Your answer must be the lines from the one containing "every built-in shelf" through the last line below, copied exactly, with no pictures.

* **Data supplied**:
- - -
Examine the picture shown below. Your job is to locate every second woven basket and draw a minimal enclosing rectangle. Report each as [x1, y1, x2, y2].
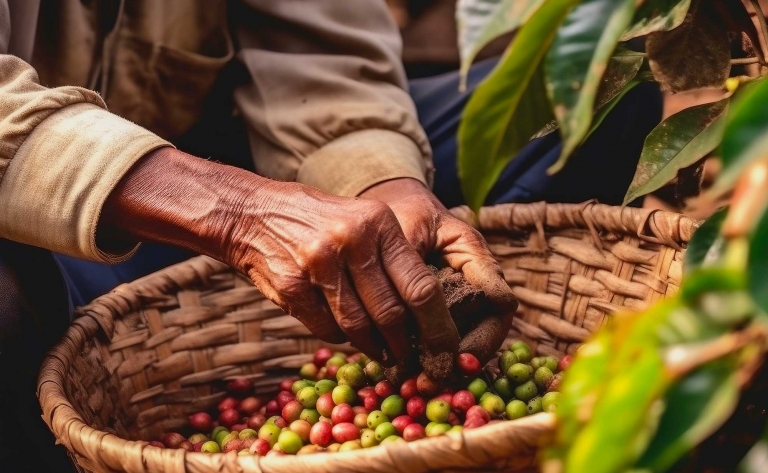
[38, 202, 697, 473]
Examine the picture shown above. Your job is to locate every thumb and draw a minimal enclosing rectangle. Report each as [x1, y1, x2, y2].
[460, 258, 518, 315]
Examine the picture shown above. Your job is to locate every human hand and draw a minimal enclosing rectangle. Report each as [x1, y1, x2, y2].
[360, 178, 518, 362]
[100, 149, 458, 366]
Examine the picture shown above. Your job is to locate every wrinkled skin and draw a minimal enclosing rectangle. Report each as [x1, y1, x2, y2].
[101, 148, 516, 368]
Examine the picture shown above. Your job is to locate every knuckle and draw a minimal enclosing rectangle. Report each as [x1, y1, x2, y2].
[272, 273, 310, 300]
[372, 300, 406, 328]
[404, 272, 440, 309]
[337, 312, 369, 334]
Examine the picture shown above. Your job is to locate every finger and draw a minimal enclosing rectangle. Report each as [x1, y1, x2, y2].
[317, 268, 389, 364]
[459, 312, 514, 364]
[348, 257, 413, 365]
[380, 226, 459, 373]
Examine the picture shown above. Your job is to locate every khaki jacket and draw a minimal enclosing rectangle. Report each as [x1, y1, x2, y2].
[0, 0, 433, 263]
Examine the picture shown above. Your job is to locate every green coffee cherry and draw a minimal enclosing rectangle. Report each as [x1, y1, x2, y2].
[380, 435, 405, 444]
[505, 400, 527, 420]
[480, 394, 505, 417]
[426, 399, 450, 423]
[530, 357, 545, 370]
[448, 425, 464, 434]
[507, 363, 533, 383]
[509, 341, 529, 351]
[527, 396, 543, 415]
[314, 379, 337, 396]
[374, 422, 397, 442]
[542, 356, 559, 372]
[332, 385, 356, 404]
[513, 346, 532, 363]
[326, 356, 347, 368]
[210, 427, 228, 441]
[297, 386, 319, 408]
[425, 423, 451, 437]
[258, 424, 282, 447]
[381, 395, 405, 418]
[277, 430, 303, 454]
[361, 429, 378, 448]
[337, 363, 366, 389]
[238, 429, 257, 440]
[467, 378, 488, 401]
[339, 440, 362, 452]
[201, 441, 221, 453]
[300, 408, 320, 424]
[542, 392, 561, 412]
[367, 410, 390, 429]
[292, 379, 315, 394]
[493, 376, 513, 401]
[514, 380, 538, 402]
[499, 351, 519, 374]
[364, 361, 385, 383]
[534, 367, 554, 390]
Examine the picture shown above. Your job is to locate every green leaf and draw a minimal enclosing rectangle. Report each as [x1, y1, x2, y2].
[457, 0, 546, 88]
[544, 0, 638, 174]
[623, 99, 729, 205]
[748, 206, 768, 315]
[684, 207, 728, 273]
[457, 0, 579, 211]
[621, 0, 691, 41]
[637, 358, 740, 472]
[710, 78, 768, 198]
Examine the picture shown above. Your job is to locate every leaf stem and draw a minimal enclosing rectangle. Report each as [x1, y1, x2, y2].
[732, 57, 762, 65]
[749, 0, 768, 64]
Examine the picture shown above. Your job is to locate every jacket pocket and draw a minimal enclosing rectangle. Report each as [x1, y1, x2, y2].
[104, 29, 234, 140]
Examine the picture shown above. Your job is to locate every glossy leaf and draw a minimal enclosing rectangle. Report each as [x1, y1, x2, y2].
[637, 358, 739, 472]
[457, 0, 546, 88]
[621, 0, 691, 40]
[684, 207, 728, 273]
[623, 99, 729, 205]
[749, 206, 768, 316]
[544, 0, 638, 174]
[710, 78, 768, 198]
[457, 0, 579, 211]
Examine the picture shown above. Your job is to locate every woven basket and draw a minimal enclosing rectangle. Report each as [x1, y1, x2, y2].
[37, 202, 697, 473]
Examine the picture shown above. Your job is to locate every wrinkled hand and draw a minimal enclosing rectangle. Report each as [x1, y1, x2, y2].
[360, 178, 518, 361]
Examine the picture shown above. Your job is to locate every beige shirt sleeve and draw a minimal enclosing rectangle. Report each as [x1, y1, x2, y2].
[0, 52, 171, 262]
[233, 0, 434, 197]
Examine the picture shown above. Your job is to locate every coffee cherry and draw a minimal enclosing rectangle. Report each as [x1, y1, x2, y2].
[314, 347, 333, 368]
[211, 426, 228, 440]
[289, 420, 311, 442]
[558, 355, 572, 371]
[226, 377, 253, 395]
[447, 412, 461, 426]
[509, 341, 529, 351]
[331, 403, 355, 424]
[331, 423, 359, 443]
[218, 409, 240, 429]
[374, 422, 397, 442]
[314, 379, 336, 396]
[425, 422, 451, 437]
[514, 380, 538, 402]
[337, 363, 367, 389]
[189, 412, 213, 432]
[542, 392, 561, 412]
[479, 394, 505, 418]
[277, 430, 303, 454]
[280, 376, 299, 392]
[326, 365, 340, 379]
[380, 435, 405, 445]
[292, 379, 314, 394]
[218, 397, 239, 413]
[239, 429, 258, 440]
[507, 363, 533, 383]
[391, 415, 414, 435]
[406, 396, 426, 419]
[309, 421, 333, 447]
[399, 378, 418, 399]
[239, 397, 262, 416]
[364, 361, 385, 383]
[231, 423, 248, 432]
[282, 400, 303, 423]
[300, 363, 319, 380]
[266, 415, 287, 428]
[247, 413, 267, 430]
[542, 356, 559, 372]
[326, 355, 347, 369]
[466, 378, 488, 402]
[258, 424, 282, 447]
[505, 400, 527, 420]
[530, 357, 545, 370]
[353, 406, 369, 415]
[357, 386, 375, 398]
[547, 373, 564, 392]
[188, 433, 208, 445]
[339, 440, 363, 452]
[512, 346, 532, 363]
[499, 351, 519, 374]
[493, 377, 513, 401]
[426, 399, 450, 423]
[527, 396, 543, 415]
[300, 408, 320, 424]
[327, 443, 341, 452]
[332, 385, 356, 405]
[316, 393, 335, 418]
[534, 367, 554, 390]
[214, 429, 230, 445]
[354, 412, 369, 430]
[201, 440, 221, 453]
[451, 390, 475, 415]
[463, 417, 487, 429]
[381, 395, 405, 418]
[366, 410, 389, 429]
[466, 405, 491, 423]
[276, 391, 296, 410]
[402, 423, 426, 441]
[247, 438, 269, 455]
[297, 386, 319, 409]
[265, 400, 280, 417]
[161, 432, 186, 449]
[360, 429, 378, 448]
[416, 372, 440, 396]
[457, 353, 482, 376]
[374, 380, 395, 398]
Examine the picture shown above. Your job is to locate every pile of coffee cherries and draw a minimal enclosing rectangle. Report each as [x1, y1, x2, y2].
[151, 341, 570, 456]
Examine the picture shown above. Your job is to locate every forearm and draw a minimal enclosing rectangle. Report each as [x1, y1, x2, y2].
[98, 147, 269, 261]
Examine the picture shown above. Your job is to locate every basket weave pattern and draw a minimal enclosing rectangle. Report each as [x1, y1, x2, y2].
[38, 202, 697, 473]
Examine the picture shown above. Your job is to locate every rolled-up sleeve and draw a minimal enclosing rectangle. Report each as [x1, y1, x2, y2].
[0, 55, 171, 262]
[233, 0, 434, 197]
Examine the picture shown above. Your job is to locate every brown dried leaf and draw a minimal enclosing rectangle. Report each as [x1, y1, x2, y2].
[646, 0, 731, 93]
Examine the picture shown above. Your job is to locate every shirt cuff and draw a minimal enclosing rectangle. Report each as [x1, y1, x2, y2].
[0, 103, 172, 263]
[296, 129, 433, 197]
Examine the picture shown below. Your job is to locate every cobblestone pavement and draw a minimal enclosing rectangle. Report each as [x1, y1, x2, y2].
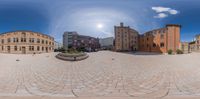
[0, 51, 200, 99]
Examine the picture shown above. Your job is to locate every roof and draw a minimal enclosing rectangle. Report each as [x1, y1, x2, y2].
[0, 30, 54, 39]
[166, 24, 181, 27]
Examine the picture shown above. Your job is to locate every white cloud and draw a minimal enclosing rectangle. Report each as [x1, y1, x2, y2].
[152, 7, 171, 13]
[152, 6, 179, 18]
[169, 9, 178, 15]
[154, 13, 168, 18]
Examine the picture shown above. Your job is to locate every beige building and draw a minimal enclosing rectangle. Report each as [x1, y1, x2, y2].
[189, 41, 196, 52]
[181, 42, 189, 53]
[0, 31, 54, 54]
[188, 34, 200, 52]
[114, 23, 139, 51]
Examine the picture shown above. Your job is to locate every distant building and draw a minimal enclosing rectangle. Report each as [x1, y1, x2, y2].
[188, 34, 200, 52]
[189, 41, 196, 52]
[99, 37, 114, 50]
[63, 32, 77, 50]
[114, 23, 139, 51]
[0, 31, 54, 54]
[139, 24, 181, 53]
[194, 34, 200, 51]
[63, 32, 100, 51]
[54, 41, 62, 50]
[181, 42, 189, 53]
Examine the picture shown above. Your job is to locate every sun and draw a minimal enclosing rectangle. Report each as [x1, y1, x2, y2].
[97, 23, 103, 29]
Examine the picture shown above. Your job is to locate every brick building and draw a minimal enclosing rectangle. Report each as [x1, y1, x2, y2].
[114, 23, 181, 53]
[139, 24, 181, 53]
[0, 31, 54, 54]
[114, 23, 139, 51]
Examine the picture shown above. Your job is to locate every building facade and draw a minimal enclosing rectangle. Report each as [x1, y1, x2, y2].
[63, 32, 100, 51]
[181, 42, 189, 53]
[63, 32, 76, 50]
[139, 24, 181, 53]
[189, 34, 200, 52]
[114, 23, 139, 51]
[189, 41, 196, 52]
[0, 31, 54, 54]
[195, 34, 200, 51]
[54, 41, 62, 50]
[99, 37, 114, 50]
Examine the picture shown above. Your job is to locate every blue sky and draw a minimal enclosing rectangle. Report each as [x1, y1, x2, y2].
[0, 0, 200, 42]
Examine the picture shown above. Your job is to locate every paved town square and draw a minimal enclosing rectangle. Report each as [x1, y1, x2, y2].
[0, 51, 199, 99]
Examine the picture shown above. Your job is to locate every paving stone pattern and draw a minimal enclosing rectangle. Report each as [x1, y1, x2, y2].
[0, 51, 200, 99]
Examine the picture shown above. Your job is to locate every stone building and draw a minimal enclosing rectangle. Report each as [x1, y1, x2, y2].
[139, 24, 181, 53]
[0, 31, 54, 54]
[63, 32, 100, 51]
[114, 23, 139, 51]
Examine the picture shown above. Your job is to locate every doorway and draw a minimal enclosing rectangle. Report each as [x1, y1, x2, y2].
[7, 46, 10, 53]
[22, 47, 26, 54]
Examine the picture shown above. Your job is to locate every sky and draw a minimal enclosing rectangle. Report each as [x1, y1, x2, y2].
[0, 0, 200, 42]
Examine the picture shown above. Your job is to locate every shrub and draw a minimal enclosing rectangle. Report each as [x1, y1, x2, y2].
[176, 49, 183, 54]
[168, 49, 173, 55]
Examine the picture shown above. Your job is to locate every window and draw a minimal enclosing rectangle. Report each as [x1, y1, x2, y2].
[42, 40, 44, 44]
[7, 46, 10, 50]
[147, 38, 149, 41]
[29, 46, 34, 51]
[21, 38, 26, 42]
[1, 39, 4, 44]
[16, 38, 18, 42]
[14, 46, 17, 51]
[13, 38, 19, 43]
[46, 47, 48, 52]
[37, 39, 40, 43]
[160, 43, 165, 47]
[29, 46, 32, 51]
[2, 46, 3, 51]
[32, 46, 34, 51]
[42, 47, 44, 51]
[7, 38, 11, 43]
[37, 46, 40, 51]
[46, 40, 48, 44]
[29, 38, 34, 43]
[153, 43, 156, 47]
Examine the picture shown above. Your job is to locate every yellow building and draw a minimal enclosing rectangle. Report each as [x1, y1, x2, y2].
[0, 31, 54, 54]
[114, 23, 139, 51]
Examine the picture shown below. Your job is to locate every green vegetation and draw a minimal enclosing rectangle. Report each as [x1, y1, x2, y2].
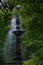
[0, 0, 43, 65]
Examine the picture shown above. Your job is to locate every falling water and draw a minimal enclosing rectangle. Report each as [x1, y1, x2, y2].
[4, 16, 16, 63]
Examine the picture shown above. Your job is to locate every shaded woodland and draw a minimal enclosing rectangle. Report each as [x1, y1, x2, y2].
[0, 0, 43, 65]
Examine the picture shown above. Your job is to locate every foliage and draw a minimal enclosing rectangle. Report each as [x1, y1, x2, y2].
[0, 0, 43, 65]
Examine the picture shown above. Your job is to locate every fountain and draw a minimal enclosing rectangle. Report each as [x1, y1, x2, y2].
[12, 6, 25, 65]
[12, 15, 25, 65]
[0, 5, 25, 65]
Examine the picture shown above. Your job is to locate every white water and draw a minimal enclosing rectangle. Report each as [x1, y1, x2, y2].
[4, 17, 16, 63]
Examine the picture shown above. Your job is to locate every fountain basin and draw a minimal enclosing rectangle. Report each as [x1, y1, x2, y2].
[12, 29, 25, 36]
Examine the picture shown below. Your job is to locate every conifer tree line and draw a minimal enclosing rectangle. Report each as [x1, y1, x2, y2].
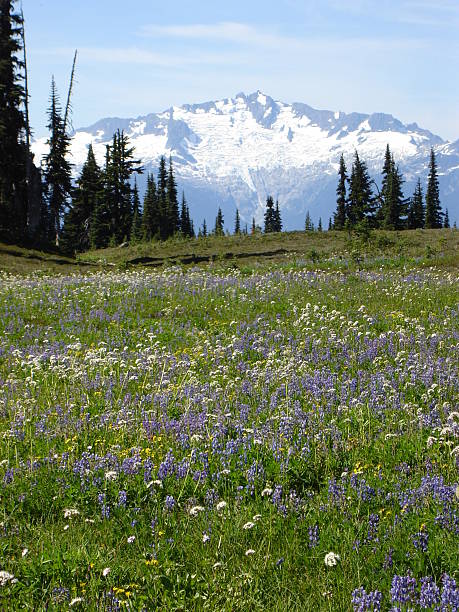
[62, 143, 195, 252]
[332, 145, 448, 231]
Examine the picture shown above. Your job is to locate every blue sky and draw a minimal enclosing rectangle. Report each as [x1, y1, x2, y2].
[23, 0, 459, 140]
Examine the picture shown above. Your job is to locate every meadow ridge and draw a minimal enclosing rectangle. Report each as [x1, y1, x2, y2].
[0, 234, 458, 609]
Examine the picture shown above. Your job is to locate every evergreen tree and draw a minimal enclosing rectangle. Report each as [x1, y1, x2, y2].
[157, 156, 168, 239]
[304, 211, 314, 231]
[166, 156, 179, 235]
[214, 207, 224, 236]
[328, 217, 332, 231]
[61, 144, 102, 253]
[234, 208, 241, 234]
[333, 153, 347, 229]
[317, 217, 322, 232]
[89, 197, 109, 249]
[274, 200, 282, 232]
[141, 173, 159, 241]
[347, 151, 374, 227]
[102, 130, 142, 244]
[382, 158, 406, 230]
[180, 192, 193, 238]
[43, 76, 72, 245]
[0, 0, 28, 240]
[251, 217, 256, 234]
[264, 195, 276, 233]
[407, 179, 425, 229]
[130, 180, 143, 243]
[425, 148, 442, 228]
[202, 219, 207, 237]
[444, 208, 450, 229]
[377, 144, 392, 226]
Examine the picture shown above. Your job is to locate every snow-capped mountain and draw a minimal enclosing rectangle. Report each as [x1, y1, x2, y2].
[32, 91, 459, 228]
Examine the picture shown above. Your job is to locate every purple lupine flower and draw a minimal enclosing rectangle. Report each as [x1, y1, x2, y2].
[390, 574, 417, 606]
[411, 531, 428, 553]
[383, 549, 394, 570]
[419, 576, 440, 608]
[118, 490, 127, 508]
[308, 524, 319, 548]
[441, 574, 459, 608]
[164, 495, 175, 511]
[351, 587, 382, 611]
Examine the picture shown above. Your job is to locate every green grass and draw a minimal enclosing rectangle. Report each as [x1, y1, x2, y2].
[1, 228, 458, 275]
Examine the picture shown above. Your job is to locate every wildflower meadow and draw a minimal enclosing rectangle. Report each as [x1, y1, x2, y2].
[0, 263, 458, 610]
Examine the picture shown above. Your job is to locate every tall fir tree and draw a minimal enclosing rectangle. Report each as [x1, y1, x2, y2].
[101, 130, 142, 244]
[61, 144, 102, 253]
[443, 208, 450, 229]
[328, 217, 332, 231]
[333, 153, 347, 229]
[382, 158, 406, 230]
[130, 180, 143, 243]
[251, 217, 256, 234]
[274, 200, 282, 232]
[214, 207, 224, 236]
[264, 195, 276, 233]
[317, 217, 322, 232]
[157, 156, 168, 239]
[377, 144, 392, 226]
[180, 192, 193, 238]
[141, 173, 159, 241]
[347, 151, 374, 227]
[201, 219, 207, 237]
[425, 148, 442, 228]
[0, 0, 28, 240]
[43, 76, 72, 245]
[234, 208, 241, 234]
[407, 179, 425, 229]
[166, 156, 179, 235]
[304, 211, 314, 231]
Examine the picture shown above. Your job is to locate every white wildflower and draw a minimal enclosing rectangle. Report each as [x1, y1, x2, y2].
[243, 521, 255, 530]
[261, 488, 273, 497]
[104, 471, 117, 481]
[69, 597, 83, 607]
[63, 524, 69, 531]
[127, 535, 135, 543]
[0, 571, 17, 586]
[189, 505, 205, 516]
[102, 567, 111, 577]
[21, 548, 28, 558]
[212, 562, 222, 569]
[63, 508, 80, 519]
[427, 436, 437, 448]
[202, 534, 210, 543]
[146, 479, 163, 489]
[252, 514, 262, 522]
[245, 549, 255, 556]
[324, 552, 340, 567]
[216, 501, 227, 511]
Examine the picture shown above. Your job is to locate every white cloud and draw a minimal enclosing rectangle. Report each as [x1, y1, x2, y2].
[140, 21, 302, 49]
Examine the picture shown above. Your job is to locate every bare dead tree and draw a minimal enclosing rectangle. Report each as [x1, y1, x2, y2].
[63, 49, 78, 134]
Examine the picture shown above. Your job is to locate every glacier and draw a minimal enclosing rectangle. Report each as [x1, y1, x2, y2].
[32, 91, 459, 229]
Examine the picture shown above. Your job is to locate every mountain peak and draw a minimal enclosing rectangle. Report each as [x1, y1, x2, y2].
[33, 91, 458, 229]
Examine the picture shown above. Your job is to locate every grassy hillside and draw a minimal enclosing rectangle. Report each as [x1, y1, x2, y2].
[1, 229, 458, 274]
[81, 228, 459, 270]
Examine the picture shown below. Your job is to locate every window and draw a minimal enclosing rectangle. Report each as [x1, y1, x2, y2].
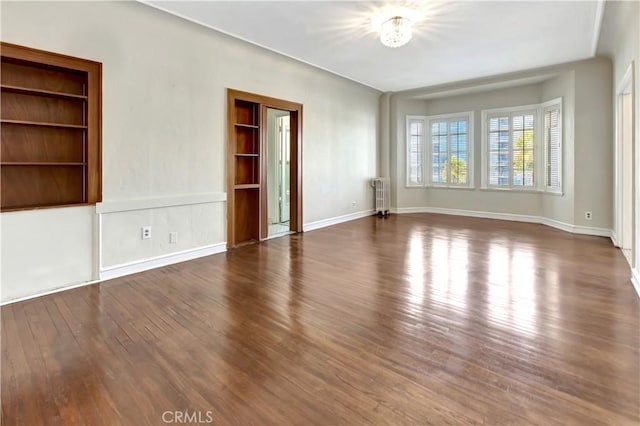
[481, 100, 562, 193]
[543, 102, 562, 193]
[486, 110, 536, 188]
[406, 112, 473, 188]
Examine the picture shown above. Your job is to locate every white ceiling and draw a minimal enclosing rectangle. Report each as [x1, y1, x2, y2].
[142, 1, 604, 92]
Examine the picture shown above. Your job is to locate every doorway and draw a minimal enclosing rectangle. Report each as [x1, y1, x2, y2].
[267, 109, 291, 238]
[615, 63, 635, 267]
[226, 89, 303, 248]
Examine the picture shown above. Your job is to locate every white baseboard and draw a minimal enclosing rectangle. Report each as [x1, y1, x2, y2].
[610, 230, 620, 247]
[391, 206, 612, 238]
[632, 268, 640, 299]
[1, 242, 228, 306]
[0, 278, 102, 306]
[541, 218, 611, 237]
[100, 243, 227, 281]
[303, 209, 375, 232]
[391, 206, 539, 223]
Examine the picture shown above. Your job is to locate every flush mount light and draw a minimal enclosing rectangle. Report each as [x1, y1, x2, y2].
[380, 16, 412, 48]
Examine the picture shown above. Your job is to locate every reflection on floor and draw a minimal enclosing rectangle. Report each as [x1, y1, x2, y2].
[268, 222, 290, 237]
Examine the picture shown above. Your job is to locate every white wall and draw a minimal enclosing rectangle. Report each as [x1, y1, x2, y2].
[1, 207, 95, 302]
[0, 1, 379, 302]
[597, 0, 640, 291]
[388, 58, 613, 233]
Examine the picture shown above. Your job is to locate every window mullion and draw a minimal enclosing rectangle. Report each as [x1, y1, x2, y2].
[447, 119, 452, 185]
[424, 122, 429, 187]
[508, 113, 513, 187]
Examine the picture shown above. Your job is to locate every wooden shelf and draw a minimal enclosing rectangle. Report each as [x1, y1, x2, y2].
[0, 84, 87, 100]
[1, 162, 85, 166]
[0, 119, 87, 129]
[234, 123, 259, 129]
[1, 202, 94, 213]
[235, 184, 260, 189]
[235, 153, 259, 157]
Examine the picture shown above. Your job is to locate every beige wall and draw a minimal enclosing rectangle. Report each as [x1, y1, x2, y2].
[598, 0, 640, 279]
[395, 83, 544, 216]
[389, 58, 613, 231]
[573, 59, 613, 227]
[0, 1, 380, 302]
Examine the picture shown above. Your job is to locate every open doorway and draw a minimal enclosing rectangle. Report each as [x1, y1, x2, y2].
[267, 109, 291, 238]
[226, 89, 303, 248]
[615, 63, 635, 267]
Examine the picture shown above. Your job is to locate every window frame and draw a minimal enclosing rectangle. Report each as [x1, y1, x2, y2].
[406, 111, 474, 189]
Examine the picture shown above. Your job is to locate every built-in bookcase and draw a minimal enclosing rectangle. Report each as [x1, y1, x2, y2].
[0, 42, 101, 211]
[231, 98, 261, 243]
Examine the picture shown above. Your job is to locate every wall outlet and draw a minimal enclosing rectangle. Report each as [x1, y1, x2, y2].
[585, 211, 592, 220]
[141, 226, 151, 239]
[169, 232, 178, 244]
[352, 201, 357, 207]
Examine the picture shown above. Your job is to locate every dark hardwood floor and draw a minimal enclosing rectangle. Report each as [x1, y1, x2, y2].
[2, 214, 638, 425]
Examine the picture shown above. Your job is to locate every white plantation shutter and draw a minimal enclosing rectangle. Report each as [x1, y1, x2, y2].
[512, 113, 535, 187]
[488, 116, 510, 186]
[545, 106, 561, 190]
[407, 118, 424, 185]
[431, 121, 447, 184]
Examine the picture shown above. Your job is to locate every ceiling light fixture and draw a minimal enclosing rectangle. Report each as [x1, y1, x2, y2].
[380, 16, 412, 48]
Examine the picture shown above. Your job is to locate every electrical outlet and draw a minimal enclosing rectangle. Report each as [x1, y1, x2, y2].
[169, 232, 178, 244]
[585, 211, 592, 220]
[352, 201, 357, 207]
[141, 226, 151, 239]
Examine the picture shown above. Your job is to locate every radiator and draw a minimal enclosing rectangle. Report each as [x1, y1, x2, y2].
[372, 177, 390, 216]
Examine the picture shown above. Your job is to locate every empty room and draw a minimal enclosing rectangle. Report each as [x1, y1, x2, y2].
[1, 0, 639, 424]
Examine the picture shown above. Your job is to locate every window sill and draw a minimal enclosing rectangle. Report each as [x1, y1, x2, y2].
[480, 187, 542, 194]
[427, 185, 476, 190]
[405, 185, 476, 190]
[544, 190, 564, 196]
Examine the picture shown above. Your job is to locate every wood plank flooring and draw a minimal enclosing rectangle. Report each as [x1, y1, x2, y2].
[2, 214, 639, 425]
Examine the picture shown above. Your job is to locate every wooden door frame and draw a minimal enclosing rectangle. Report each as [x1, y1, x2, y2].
[227, 89, 303, 247]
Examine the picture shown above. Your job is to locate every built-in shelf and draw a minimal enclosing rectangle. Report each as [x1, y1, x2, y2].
[235, 153, 259, 157]
[234, 123, 259, 129]
[1, 42, 102, 212]
[234, 184, 260, 189]
[0, 119, 87, 129]
[1, 162, 86, 166]
[0, 84, 87, 100]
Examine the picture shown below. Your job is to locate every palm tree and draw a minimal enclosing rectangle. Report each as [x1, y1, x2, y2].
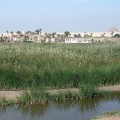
- - -
* **Answer space**:
Examine the picture shown above. Your job is to locate every built-in shelf and draw a minimal enclosing rectangle. Report each as [x1, y1, x2, y2].
[235, 153, 259, 157]
[234, 123, 259, 129]
[1, 42, 102, 212]
[234, 184, 260, 189]
[0, 119, 87, 129]
[1, 162, 86, 166]
[0, 84, 87, 100]
Examine the picture shown below. Your job is to locate every palm tree and draw a minimal enclosing rectangle. Report each as [x1, y1, x2, y2].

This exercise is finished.